### DIRECTIONS:
[1] In the article on the U.S. Dollar, what price level did Brent oil jump above?
[2] Please transcribe the passage of the article on the U.S. Dollar starting at "In the middle" and ending at "Dollar to decline.".

### SELECTED EXTRACT:

The U.S. economy still could outperform its rivals including Europe but this assumption now needs more evidence from macroeconomic data. But the U.S. recovery may also be the driver for the global economy to lift risky assets at the Dollar's expense. "The U.S. outperformance story ... has a lot further to run thanks to fiscal stimulus and faster vaccine deployment... But ongoing aggressive U.S. reflationary fiscal and monetary policy settings will leave DXY [the Dollar Index to the basket of major currencies] on a sustained medium-term bear trend," Westpac strategists wrote in a client note.

The new heights for the S&P 500 in the United States seem only to reduce the need for the Dollar as a currency to shelter or for safe-haven purposes. But the S&P 500 futures, even with the U.S. market closed today, rose again to a new historical peak above 3,950 points synchronically with the Japanese Nikkei 225 and also with a new jump in Brent oil prices above $63.50 per barrel. The pretext was that the Saudi-led coalition fighting in Yemen said late on Sunday it intercepted and destroyed an explosive-laden drone fired by the Iran-aligned Houthi group toward the kingdom, the Saudi state TV reported, creating fears of possible Middle East tensions.

In the middle term, commodities are supported by easing of lockdowns and also by growing hopes for the $1.9 trillion stimulus program to be adopted soon by the U.S. Democratic-led Congress. A stimulus program could mean that the Federal Reserve’s "money printer" could work again in order to print more money to finance the program, which may further devalue the U.S. national currency. The cheaper U.S. Dollar, as the unit of measurement for most commodity contracts, is also a factor in favour of more expensive oil. That, in turn, additionally pulls up the global indexes, which in turn... helps the Dollar to decline.

### SUPPLIED MATERIAL:
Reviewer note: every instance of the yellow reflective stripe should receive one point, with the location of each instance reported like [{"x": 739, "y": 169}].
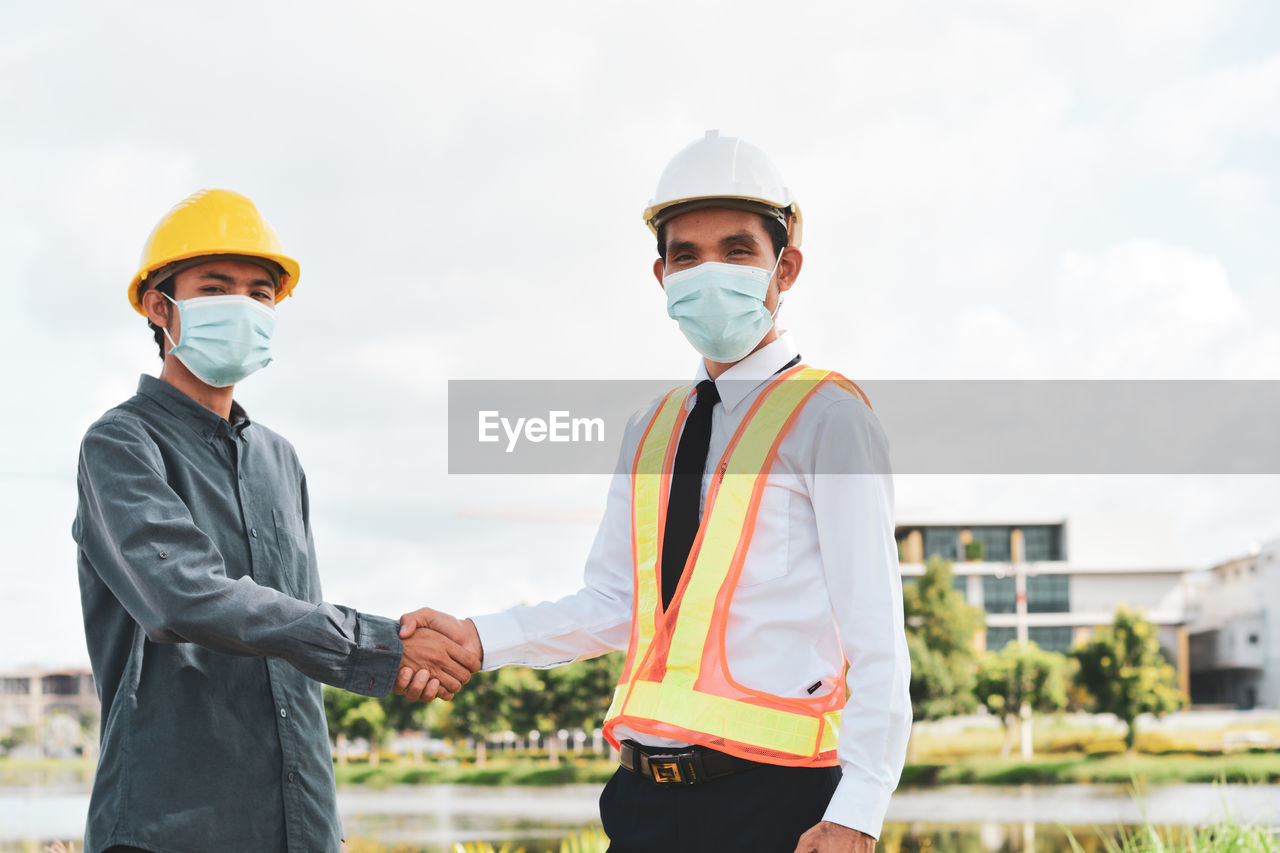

### SOLUTIONS BELOW:
[1] Above $63.50 per barrel.

[2]
In the middle term, commodities are supported by easing of lockdowns and also by growing hopes for the $1.9 trillion stimulus program to be adopted soon by the U.S. Democratic-led Congress. A stimulus program could mean that the Federal Reserve’s "money printer" could work again in order to print more money to finance the program, which may further devalue the U.S. national currency. The cheaper U.S. Dollar, as the unit of measurement for most commodity contracts, is also a factor in favour of more expensive oil. That, in turn, additionally pulls up the global indexes, which in turn... helps the Dollar to decline.